- _EXERCISE INSTRUCTIONS_:
State the number of lines in the following data that include the word "below", with no other text.

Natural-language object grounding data

***

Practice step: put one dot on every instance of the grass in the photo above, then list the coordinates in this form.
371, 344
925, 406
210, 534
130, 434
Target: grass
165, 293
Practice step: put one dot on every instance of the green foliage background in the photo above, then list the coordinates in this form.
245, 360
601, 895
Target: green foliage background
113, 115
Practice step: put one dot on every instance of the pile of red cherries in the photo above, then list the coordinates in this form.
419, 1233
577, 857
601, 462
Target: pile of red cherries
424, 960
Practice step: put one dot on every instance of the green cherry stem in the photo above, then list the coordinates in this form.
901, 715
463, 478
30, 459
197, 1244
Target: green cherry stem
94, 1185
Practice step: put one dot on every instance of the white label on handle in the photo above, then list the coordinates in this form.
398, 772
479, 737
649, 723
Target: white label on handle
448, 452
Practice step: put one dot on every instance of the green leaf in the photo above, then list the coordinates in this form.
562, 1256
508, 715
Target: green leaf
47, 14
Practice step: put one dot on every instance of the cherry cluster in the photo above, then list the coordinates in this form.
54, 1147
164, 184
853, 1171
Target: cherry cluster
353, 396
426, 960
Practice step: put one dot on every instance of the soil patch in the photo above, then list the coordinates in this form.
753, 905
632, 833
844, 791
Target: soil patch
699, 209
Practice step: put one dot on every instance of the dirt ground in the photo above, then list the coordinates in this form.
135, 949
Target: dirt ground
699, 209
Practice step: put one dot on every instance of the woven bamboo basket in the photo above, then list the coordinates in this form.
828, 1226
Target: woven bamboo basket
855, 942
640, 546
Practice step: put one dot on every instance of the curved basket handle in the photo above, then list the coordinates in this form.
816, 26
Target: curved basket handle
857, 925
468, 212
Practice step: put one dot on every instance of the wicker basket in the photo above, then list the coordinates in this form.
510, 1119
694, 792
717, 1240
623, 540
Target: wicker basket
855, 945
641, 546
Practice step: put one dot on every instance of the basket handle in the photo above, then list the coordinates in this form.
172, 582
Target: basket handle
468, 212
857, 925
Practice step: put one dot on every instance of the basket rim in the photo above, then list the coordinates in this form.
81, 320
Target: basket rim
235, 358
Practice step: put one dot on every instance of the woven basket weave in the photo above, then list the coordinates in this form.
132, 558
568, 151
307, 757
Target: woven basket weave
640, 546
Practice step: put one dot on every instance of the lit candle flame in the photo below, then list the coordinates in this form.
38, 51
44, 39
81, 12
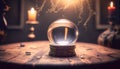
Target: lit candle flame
66, 33
32, 10
32, 13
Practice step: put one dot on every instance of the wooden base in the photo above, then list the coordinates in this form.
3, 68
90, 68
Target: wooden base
62, 51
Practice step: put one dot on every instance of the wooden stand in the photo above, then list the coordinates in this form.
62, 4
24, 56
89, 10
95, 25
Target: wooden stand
62, 51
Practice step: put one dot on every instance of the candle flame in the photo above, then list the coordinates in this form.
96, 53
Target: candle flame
111, 4
66, 33
32, 10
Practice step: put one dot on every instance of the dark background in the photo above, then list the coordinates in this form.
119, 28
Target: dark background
90, 35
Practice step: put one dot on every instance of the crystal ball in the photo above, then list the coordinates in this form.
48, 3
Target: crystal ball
62, 32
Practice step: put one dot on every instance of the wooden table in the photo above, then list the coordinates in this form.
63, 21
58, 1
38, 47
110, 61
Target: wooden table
35, 55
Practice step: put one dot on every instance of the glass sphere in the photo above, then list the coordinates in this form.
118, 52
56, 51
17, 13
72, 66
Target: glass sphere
62, 32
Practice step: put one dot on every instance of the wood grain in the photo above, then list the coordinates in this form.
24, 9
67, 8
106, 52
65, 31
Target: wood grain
36, 53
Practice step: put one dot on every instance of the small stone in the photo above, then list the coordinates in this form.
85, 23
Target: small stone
28, 53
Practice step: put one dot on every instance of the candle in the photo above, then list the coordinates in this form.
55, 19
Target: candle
111, 8
66, 33
32, 14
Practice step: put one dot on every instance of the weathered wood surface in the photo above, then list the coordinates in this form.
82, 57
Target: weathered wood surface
36, 53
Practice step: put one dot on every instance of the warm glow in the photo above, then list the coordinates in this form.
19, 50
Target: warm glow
67, 3
32, 14
66, 33
111, 4
63, 42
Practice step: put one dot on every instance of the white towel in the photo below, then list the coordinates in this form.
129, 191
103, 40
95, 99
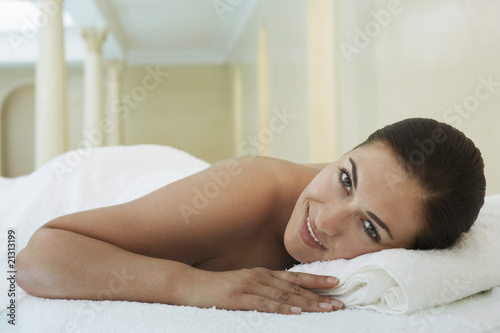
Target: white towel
401, 281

***

- _TASK RESULT_:
2